Task objective - Return each line from the entries below that contains the string "roof", with every line unchanged.

Entries shown -
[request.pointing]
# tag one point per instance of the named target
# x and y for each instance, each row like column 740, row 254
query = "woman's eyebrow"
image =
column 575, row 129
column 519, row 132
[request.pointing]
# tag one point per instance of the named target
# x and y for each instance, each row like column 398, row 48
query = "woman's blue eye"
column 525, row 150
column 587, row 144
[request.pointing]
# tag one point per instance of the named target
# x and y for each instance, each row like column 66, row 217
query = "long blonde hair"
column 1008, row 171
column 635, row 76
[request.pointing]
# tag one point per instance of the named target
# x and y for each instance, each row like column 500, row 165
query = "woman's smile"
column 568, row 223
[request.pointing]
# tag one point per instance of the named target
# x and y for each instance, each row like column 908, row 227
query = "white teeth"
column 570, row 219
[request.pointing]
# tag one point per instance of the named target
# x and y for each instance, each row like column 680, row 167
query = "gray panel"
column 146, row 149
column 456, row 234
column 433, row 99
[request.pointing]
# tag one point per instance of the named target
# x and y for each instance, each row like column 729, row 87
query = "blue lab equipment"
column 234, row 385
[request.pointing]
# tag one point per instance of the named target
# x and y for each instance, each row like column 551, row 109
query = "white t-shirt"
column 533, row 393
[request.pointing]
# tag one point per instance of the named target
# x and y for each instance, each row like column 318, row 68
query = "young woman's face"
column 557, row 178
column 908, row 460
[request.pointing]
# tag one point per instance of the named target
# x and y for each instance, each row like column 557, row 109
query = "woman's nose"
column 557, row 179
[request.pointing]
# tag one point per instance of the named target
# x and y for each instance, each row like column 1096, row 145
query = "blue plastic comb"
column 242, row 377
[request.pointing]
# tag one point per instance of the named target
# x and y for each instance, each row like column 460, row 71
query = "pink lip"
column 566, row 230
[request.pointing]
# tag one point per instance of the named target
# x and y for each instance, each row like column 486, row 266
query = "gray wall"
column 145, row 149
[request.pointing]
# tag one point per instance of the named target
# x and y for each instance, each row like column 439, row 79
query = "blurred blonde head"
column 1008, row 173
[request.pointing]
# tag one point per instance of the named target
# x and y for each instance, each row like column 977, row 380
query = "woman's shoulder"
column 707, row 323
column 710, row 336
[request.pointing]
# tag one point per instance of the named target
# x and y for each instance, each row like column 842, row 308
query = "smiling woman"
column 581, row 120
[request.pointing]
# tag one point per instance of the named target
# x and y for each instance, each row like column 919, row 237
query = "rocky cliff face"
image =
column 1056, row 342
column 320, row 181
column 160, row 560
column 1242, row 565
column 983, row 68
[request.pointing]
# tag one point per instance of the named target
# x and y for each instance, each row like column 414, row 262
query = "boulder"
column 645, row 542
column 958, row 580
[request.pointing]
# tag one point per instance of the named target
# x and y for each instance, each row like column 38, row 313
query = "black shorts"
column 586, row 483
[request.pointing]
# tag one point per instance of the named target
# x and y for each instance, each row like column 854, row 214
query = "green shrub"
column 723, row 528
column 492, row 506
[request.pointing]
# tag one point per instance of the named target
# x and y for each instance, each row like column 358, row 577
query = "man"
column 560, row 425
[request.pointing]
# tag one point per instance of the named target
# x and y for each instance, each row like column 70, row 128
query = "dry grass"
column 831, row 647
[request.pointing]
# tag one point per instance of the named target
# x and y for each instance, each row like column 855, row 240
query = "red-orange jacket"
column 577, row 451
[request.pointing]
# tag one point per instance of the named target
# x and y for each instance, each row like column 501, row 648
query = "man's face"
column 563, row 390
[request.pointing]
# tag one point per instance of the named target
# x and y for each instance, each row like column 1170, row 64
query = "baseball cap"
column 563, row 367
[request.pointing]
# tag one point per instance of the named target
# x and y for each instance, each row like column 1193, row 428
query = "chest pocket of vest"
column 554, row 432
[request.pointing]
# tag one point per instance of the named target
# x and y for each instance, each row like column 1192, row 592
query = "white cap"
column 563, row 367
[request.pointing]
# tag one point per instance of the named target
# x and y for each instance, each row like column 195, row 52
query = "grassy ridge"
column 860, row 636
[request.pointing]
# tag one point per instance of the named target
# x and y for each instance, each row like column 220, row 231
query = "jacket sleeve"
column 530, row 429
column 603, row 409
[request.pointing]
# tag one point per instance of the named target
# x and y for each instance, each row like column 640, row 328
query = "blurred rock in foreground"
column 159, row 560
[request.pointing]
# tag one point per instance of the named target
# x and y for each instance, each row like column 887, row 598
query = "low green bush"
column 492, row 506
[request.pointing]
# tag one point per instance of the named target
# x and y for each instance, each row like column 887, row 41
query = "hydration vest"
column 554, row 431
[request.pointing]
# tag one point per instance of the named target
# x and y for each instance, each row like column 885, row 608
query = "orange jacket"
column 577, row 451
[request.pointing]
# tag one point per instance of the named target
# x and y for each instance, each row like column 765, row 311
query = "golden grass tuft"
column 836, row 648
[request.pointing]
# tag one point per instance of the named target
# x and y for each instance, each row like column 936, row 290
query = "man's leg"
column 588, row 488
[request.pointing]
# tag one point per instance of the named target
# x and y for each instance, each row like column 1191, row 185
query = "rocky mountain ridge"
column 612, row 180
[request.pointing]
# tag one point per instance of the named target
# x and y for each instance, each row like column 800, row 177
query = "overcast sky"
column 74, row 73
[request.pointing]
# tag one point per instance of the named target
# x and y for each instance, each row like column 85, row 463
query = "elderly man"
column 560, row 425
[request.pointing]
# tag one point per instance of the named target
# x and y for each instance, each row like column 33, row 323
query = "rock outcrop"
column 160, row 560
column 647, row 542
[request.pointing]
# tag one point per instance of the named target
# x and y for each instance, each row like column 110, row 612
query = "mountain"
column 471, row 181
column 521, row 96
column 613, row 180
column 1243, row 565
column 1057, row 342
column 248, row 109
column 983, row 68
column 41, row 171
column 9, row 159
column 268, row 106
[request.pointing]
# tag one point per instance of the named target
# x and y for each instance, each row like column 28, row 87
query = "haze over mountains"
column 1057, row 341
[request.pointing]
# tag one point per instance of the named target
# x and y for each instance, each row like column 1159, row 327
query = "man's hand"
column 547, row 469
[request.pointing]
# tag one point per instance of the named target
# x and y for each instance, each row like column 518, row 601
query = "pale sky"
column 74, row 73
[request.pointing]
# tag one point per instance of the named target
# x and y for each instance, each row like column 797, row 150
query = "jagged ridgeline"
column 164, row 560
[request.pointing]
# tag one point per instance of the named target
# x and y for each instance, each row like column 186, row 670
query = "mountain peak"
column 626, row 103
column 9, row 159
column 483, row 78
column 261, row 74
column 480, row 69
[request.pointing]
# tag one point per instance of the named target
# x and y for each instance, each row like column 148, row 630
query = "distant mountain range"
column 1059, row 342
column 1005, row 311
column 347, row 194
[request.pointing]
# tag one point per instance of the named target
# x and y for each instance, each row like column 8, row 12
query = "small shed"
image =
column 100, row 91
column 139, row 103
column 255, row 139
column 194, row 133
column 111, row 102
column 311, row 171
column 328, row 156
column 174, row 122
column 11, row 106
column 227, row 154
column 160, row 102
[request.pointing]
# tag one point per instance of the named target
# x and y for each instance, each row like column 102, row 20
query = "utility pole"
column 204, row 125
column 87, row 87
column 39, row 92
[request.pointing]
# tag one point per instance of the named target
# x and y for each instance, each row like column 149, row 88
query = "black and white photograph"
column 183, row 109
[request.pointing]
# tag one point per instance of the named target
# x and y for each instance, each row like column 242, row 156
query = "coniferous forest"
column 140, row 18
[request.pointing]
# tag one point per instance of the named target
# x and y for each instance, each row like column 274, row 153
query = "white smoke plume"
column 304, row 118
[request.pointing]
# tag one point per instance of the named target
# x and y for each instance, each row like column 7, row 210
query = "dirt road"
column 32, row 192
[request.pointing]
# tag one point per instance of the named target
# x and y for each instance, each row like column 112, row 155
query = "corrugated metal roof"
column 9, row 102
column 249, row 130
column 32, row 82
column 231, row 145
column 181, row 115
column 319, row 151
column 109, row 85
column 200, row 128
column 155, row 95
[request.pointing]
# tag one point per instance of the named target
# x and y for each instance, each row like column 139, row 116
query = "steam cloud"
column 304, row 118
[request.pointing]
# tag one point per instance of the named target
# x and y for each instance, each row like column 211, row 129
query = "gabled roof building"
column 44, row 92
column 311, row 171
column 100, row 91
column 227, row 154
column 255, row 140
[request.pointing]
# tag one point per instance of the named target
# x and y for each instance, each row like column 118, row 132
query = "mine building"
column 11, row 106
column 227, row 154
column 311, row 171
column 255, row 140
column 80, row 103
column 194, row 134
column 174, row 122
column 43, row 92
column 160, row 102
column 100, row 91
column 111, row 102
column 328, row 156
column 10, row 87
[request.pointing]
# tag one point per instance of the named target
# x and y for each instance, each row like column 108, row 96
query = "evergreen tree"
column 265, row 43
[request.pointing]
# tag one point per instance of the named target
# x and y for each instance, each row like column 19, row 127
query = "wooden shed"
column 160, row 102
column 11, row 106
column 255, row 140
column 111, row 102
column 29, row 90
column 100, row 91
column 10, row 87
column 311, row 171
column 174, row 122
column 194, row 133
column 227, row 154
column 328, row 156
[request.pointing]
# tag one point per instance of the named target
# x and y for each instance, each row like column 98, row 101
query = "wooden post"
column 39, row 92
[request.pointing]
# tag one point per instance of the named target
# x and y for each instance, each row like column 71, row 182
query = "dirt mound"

Written reply -
query = "corrugated metal roof"
query = "gabled roof building"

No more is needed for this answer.